Photo labels with boxes →
◇ ◇ ◇ ◇
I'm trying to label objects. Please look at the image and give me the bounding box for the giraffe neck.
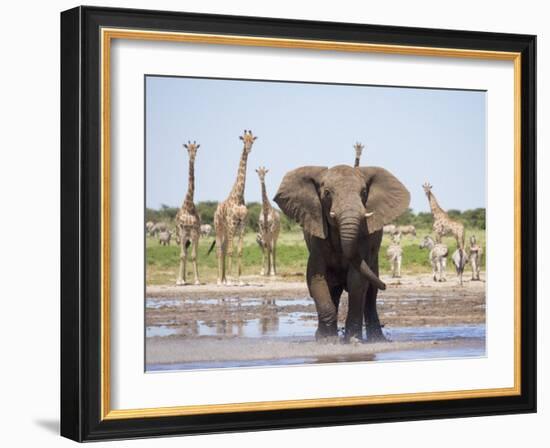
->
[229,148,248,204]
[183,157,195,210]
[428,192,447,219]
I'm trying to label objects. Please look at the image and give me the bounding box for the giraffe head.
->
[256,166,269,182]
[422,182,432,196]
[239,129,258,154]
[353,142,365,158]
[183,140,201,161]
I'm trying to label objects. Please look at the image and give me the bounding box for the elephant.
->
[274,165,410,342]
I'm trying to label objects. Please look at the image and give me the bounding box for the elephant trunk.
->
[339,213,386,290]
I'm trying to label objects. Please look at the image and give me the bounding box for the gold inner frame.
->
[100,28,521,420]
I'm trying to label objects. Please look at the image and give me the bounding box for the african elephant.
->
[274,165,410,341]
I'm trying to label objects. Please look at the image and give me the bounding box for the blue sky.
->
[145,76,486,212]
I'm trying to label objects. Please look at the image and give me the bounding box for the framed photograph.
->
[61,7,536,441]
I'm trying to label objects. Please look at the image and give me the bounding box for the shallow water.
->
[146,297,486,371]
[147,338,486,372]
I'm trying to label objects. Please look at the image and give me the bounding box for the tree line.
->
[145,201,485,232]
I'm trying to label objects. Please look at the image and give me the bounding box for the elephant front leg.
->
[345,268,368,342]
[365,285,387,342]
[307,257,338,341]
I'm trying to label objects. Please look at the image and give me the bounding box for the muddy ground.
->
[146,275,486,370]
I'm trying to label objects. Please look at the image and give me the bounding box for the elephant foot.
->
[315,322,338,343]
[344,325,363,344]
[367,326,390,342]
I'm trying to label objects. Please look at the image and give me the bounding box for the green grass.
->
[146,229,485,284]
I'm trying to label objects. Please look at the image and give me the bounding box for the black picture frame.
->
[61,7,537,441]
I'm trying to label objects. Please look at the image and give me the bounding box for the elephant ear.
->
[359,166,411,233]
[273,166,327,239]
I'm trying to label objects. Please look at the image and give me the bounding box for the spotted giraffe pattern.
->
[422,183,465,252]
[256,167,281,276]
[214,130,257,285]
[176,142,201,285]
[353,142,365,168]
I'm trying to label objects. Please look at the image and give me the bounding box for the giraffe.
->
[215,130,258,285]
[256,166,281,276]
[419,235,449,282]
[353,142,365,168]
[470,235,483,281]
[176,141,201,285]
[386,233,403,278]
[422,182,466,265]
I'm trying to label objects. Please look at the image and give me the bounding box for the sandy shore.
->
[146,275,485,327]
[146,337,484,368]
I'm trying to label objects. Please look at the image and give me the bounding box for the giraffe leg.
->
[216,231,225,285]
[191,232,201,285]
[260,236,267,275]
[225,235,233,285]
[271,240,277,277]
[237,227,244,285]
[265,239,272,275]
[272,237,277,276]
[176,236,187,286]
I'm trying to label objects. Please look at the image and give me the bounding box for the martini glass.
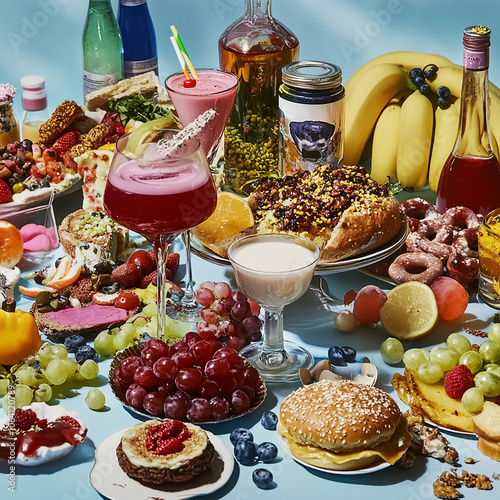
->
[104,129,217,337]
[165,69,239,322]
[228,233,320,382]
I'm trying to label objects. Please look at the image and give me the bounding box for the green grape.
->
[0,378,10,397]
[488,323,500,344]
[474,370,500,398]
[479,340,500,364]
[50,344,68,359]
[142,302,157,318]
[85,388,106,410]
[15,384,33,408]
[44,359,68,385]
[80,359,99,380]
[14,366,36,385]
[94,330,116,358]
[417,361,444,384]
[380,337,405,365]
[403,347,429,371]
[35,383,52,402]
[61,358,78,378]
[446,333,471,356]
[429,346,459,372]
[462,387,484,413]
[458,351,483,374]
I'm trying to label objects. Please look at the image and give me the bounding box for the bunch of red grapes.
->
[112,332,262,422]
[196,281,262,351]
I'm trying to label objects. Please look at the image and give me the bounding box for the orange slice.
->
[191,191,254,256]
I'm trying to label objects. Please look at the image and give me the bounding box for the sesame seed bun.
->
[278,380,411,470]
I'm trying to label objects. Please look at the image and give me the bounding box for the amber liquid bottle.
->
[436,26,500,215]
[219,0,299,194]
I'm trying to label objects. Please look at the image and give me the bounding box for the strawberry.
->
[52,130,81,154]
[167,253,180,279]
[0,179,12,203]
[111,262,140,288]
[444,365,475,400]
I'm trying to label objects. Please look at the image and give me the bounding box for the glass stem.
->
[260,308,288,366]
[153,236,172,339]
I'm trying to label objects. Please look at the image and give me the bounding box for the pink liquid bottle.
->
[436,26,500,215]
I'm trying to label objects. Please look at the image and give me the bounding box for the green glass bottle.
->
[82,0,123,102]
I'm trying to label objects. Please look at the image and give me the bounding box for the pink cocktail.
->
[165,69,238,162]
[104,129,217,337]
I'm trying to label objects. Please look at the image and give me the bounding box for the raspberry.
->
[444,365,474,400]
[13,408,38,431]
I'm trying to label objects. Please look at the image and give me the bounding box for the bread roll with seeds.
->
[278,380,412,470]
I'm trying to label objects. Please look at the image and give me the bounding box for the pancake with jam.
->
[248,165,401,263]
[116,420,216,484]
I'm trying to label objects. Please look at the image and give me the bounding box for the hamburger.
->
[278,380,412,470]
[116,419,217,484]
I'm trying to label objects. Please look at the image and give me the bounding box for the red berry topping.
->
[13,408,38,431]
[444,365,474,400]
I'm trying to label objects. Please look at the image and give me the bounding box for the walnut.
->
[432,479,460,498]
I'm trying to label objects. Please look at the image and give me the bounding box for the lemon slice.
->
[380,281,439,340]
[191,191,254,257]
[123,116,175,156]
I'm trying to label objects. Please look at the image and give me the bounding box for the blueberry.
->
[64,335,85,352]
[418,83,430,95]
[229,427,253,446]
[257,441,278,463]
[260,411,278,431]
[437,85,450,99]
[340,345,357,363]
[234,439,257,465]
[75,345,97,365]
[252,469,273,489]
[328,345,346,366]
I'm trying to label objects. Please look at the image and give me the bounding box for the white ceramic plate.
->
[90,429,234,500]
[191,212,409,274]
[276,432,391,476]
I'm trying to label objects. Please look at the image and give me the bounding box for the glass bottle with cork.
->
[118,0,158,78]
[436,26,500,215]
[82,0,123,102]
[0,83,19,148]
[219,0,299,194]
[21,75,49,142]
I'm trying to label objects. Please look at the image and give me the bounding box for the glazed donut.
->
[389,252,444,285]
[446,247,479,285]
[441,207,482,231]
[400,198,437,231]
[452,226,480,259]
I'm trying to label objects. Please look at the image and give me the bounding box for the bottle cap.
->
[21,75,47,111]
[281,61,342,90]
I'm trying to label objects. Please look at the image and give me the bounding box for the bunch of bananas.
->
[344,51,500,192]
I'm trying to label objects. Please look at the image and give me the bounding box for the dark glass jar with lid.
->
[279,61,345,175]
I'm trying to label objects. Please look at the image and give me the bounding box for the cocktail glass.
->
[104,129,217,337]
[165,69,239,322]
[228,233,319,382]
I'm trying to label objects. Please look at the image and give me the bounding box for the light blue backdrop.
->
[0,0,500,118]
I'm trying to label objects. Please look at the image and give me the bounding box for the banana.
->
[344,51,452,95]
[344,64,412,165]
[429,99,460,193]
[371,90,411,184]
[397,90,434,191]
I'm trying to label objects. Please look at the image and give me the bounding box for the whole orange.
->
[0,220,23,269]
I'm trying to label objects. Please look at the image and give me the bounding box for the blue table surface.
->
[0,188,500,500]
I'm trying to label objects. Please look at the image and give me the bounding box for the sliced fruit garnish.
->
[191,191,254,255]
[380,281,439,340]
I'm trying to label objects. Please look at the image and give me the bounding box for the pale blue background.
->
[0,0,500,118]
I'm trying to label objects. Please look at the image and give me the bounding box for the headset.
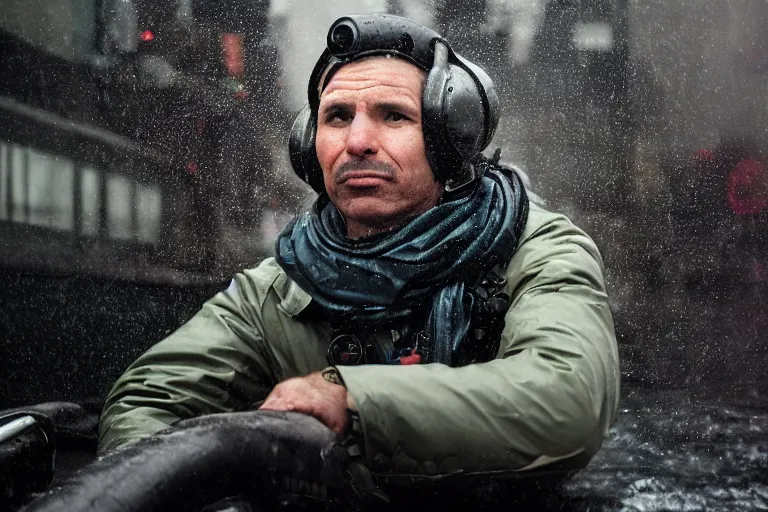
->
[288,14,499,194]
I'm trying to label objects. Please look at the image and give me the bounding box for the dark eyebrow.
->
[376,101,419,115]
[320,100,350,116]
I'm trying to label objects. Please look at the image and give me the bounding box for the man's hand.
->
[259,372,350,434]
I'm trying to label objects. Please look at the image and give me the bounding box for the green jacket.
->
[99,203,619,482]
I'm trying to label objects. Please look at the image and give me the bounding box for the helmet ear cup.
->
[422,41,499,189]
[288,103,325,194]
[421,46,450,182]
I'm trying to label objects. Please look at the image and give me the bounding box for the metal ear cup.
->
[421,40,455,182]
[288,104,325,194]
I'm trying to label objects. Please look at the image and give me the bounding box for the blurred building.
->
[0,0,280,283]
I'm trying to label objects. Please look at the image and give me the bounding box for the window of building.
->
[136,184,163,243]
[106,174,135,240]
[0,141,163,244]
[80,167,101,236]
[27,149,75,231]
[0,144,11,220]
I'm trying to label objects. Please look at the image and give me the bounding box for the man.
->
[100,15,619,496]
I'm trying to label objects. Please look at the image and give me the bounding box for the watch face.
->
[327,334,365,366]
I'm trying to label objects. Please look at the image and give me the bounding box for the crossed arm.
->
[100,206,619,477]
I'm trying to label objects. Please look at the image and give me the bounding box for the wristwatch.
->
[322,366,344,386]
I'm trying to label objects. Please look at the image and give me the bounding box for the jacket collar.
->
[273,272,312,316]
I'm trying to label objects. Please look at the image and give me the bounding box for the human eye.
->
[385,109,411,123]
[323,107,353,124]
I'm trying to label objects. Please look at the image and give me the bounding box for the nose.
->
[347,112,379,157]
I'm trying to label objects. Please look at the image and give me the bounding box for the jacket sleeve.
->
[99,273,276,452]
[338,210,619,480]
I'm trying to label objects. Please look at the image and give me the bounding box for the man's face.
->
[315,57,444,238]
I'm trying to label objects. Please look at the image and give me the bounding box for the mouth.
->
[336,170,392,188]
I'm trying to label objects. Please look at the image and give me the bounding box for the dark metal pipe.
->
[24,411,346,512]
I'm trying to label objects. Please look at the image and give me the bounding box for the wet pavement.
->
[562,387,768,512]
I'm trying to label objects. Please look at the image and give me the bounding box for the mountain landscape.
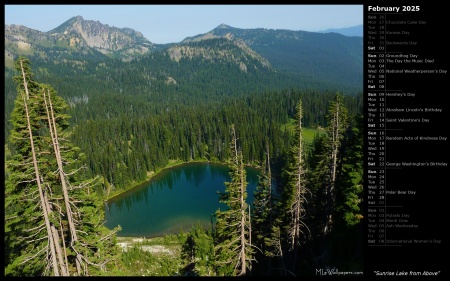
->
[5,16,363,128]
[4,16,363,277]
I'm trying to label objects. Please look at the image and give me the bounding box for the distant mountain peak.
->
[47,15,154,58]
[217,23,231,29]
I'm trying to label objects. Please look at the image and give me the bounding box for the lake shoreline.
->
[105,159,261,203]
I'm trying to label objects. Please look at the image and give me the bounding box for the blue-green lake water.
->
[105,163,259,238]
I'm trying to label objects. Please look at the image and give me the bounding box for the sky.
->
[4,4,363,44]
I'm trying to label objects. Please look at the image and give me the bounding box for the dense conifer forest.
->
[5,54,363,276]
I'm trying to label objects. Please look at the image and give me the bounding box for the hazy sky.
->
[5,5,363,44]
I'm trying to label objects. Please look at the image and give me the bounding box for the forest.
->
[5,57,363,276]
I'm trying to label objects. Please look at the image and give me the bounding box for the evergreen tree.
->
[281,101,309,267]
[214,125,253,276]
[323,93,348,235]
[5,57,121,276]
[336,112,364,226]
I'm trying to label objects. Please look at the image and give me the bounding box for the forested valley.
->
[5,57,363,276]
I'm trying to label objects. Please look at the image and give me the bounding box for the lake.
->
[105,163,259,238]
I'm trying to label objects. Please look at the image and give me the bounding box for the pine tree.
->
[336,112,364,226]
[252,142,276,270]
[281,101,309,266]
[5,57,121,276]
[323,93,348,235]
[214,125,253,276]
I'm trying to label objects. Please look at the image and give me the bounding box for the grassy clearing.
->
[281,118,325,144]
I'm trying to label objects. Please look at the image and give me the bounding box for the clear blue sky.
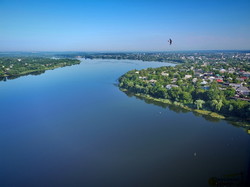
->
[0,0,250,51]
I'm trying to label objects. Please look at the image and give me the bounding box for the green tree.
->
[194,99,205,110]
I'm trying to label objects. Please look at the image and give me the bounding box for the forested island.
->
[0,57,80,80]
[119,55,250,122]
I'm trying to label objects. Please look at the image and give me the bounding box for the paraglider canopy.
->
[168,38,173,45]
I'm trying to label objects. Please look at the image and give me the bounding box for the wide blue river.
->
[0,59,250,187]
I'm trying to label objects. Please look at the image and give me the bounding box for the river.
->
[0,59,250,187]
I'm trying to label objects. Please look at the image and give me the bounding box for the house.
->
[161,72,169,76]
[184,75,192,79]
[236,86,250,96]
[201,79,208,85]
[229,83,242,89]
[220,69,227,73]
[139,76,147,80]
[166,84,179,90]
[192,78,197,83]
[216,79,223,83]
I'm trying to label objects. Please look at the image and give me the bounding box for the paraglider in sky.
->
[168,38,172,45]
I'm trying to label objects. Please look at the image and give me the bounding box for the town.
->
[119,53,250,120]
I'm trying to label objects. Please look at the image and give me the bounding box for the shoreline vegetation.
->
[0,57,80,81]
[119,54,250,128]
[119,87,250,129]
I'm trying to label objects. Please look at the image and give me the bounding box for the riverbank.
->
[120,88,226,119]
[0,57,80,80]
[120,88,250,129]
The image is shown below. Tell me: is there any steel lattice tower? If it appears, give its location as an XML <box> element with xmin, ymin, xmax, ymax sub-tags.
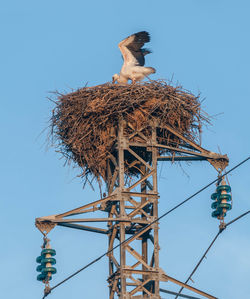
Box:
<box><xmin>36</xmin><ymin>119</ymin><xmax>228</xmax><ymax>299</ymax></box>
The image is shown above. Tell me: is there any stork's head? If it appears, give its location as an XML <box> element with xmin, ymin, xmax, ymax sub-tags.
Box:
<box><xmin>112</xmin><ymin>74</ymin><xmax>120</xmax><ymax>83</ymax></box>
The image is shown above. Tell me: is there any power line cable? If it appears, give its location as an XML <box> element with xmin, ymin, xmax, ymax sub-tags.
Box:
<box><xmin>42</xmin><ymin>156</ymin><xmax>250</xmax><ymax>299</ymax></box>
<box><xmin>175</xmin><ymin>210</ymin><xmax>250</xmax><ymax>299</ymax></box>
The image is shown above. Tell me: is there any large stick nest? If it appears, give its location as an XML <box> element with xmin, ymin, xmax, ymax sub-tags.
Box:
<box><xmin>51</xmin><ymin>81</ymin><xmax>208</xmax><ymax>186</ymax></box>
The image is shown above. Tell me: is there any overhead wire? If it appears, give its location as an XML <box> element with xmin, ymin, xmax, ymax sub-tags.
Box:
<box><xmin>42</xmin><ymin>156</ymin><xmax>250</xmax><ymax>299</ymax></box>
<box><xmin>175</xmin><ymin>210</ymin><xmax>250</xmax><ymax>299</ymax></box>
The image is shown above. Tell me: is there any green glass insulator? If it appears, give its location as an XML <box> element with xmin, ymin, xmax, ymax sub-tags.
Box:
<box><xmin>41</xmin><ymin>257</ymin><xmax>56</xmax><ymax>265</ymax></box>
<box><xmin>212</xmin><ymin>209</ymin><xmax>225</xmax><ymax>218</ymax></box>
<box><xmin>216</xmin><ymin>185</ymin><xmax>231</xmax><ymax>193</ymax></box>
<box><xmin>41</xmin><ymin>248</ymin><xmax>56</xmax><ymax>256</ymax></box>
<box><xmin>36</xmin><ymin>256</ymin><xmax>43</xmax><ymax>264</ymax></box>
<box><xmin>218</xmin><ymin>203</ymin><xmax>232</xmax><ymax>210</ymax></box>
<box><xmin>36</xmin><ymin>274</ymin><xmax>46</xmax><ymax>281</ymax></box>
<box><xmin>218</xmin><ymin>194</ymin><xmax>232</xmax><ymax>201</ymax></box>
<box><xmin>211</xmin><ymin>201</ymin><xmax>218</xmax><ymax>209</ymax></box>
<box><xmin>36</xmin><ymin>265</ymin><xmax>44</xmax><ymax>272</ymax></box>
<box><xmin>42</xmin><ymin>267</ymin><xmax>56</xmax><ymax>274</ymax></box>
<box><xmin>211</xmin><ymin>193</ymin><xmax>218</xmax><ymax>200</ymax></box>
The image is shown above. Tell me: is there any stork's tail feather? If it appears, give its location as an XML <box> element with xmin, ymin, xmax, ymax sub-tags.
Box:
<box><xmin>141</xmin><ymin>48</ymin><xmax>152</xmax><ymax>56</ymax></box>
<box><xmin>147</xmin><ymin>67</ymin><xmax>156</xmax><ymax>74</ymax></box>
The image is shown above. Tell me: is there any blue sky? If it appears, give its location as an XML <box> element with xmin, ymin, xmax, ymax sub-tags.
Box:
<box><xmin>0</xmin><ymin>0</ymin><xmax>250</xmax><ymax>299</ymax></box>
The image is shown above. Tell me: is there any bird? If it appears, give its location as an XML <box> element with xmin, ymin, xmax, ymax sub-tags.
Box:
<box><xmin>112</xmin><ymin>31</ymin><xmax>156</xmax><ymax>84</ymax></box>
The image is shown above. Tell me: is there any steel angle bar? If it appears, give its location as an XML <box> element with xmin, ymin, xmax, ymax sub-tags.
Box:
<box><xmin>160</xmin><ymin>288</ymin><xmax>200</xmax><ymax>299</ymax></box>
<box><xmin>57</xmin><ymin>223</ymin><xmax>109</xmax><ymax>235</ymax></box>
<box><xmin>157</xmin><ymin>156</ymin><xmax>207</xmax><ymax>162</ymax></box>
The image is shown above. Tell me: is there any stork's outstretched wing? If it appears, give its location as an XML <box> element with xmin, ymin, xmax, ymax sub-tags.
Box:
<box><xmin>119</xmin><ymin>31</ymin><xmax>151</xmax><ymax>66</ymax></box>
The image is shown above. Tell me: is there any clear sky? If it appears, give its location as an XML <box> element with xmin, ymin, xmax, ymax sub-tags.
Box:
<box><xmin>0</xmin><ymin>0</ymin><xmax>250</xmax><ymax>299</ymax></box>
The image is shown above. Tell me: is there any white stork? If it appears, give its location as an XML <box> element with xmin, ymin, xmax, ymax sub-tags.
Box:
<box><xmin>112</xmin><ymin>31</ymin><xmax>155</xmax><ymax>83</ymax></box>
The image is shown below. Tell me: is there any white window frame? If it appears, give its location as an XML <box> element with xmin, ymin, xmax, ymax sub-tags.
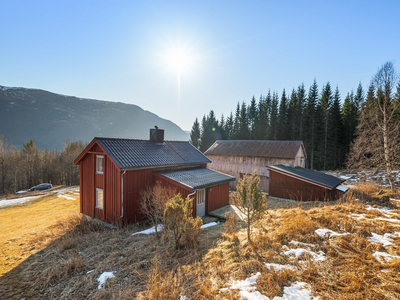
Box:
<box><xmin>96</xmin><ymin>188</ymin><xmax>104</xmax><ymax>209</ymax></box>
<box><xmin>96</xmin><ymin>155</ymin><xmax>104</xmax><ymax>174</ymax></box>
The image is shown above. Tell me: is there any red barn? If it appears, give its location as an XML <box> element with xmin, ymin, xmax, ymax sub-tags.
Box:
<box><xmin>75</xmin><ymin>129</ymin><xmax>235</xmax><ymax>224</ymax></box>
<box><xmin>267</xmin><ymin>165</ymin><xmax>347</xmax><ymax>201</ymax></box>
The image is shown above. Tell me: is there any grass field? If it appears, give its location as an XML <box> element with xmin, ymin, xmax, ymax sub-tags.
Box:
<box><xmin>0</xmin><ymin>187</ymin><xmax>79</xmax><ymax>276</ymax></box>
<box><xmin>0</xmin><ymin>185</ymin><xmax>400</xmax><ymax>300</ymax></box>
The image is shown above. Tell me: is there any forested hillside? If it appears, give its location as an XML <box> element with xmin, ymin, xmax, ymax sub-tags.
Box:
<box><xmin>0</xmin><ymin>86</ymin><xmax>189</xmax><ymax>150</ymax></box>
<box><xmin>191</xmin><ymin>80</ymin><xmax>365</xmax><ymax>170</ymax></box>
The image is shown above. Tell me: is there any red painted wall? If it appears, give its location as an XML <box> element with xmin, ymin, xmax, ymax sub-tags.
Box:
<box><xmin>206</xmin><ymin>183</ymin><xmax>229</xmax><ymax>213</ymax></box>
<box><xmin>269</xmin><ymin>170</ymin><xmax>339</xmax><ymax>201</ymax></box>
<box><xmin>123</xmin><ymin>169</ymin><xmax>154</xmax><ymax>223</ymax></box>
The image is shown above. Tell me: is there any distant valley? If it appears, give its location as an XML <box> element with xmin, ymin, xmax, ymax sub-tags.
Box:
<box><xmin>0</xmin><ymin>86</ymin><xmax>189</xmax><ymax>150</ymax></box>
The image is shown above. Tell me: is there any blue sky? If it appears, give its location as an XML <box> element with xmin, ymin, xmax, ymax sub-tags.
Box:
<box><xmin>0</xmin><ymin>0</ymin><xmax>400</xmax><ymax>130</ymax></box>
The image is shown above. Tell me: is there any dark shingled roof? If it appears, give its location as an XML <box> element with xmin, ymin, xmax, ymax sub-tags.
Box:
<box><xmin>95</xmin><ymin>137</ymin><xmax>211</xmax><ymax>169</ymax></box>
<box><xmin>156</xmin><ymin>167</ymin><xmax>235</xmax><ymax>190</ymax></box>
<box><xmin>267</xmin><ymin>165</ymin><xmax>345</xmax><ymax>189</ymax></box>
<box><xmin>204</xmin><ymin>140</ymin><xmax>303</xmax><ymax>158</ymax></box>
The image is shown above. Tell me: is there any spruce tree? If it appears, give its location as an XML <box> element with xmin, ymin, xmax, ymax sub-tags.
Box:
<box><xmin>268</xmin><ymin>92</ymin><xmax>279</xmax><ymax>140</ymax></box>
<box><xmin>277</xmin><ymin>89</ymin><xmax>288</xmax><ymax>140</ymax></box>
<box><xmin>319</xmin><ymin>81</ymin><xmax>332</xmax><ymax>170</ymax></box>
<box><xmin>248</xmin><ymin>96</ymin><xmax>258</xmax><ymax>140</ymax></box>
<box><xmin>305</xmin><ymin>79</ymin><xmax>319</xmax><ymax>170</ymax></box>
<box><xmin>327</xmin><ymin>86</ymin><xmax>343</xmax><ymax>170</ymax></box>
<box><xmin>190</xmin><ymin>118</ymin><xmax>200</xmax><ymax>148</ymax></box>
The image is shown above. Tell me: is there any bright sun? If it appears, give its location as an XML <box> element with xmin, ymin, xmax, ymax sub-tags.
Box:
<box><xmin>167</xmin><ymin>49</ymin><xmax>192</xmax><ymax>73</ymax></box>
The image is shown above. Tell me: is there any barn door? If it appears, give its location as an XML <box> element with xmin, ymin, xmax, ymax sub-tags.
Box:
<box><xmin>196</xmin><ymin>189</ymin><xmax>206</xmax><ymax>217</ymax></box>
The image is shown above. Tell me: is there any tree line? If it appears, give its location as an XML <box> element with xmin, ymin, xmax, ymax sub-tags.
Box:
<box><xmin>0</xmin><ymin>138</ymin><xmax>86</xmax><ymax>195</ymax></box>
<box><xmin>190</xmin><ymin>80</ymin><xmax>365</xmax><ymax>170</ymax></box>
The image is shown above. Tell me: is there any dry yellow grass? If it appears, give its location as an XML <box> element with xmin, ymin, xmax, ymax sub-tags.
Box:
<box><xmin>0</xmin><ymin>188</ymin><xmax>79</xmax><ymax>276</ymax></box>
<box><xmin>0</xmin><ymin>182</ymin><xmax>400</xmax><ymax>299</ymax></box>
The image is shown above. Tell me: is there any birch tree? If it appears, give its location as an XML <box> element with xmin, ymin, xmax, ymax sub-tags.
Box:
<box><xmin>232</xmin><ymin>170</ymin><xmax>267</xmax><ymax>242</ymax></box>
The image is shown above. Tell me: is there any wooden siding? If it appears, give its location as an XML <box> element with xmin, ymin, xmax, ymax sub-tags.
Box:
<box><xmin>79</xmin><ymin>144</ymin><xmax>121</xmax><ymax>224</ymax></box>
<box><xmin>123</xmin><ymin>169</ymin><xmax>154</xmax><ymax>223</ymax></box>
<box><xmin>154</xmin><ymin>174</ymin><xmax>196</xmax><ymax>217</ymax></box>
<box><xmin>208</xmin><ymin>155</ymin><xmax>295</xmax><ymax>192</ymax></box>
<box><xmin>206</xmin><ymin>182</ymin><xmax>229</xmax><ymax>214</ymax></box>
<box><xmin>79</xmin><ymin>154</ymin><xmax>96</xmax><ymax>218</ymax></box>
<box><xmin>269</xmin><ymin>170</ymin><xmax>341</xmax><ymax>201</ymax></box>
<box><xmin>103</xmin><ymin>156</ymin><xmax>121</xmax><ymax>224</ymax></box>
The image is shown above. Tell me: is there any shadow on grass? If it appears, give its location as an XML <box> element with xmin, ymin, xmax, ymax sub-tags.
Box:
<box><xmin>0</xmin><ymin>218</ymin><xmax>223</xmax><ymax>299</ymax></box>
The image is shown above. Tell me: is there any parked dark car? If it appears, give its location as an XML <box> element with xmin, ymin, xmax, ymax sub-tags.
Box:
◇ ◇ ◇ ◇
GIVEN REQUEST → Update the part of the records that opens with the line containing "window of building." and closes with the line containing "[327,334,365,366]" by changing "watch face" to "wristwatch dial", keeping everything else the same. Return only those lines.

SOLUTION TO THE EXERCISE →
I'm trying to label objects. Please look at the image and give me the bounding box for the window of building.
->
[136,184,163,243]
[106,174,135,240]
[0,141,163,244]
[80,167,101,236]
[27,149,75,231]
[0,144,11,220]
I'm trying to label objects. Please look at the image and give me the bounding box for the man.
->
[100,15,619,496]
I'm trying to label objects. Please look at the image and give me the bounding box for the wristwatch dial.
->
[327,334,365,366]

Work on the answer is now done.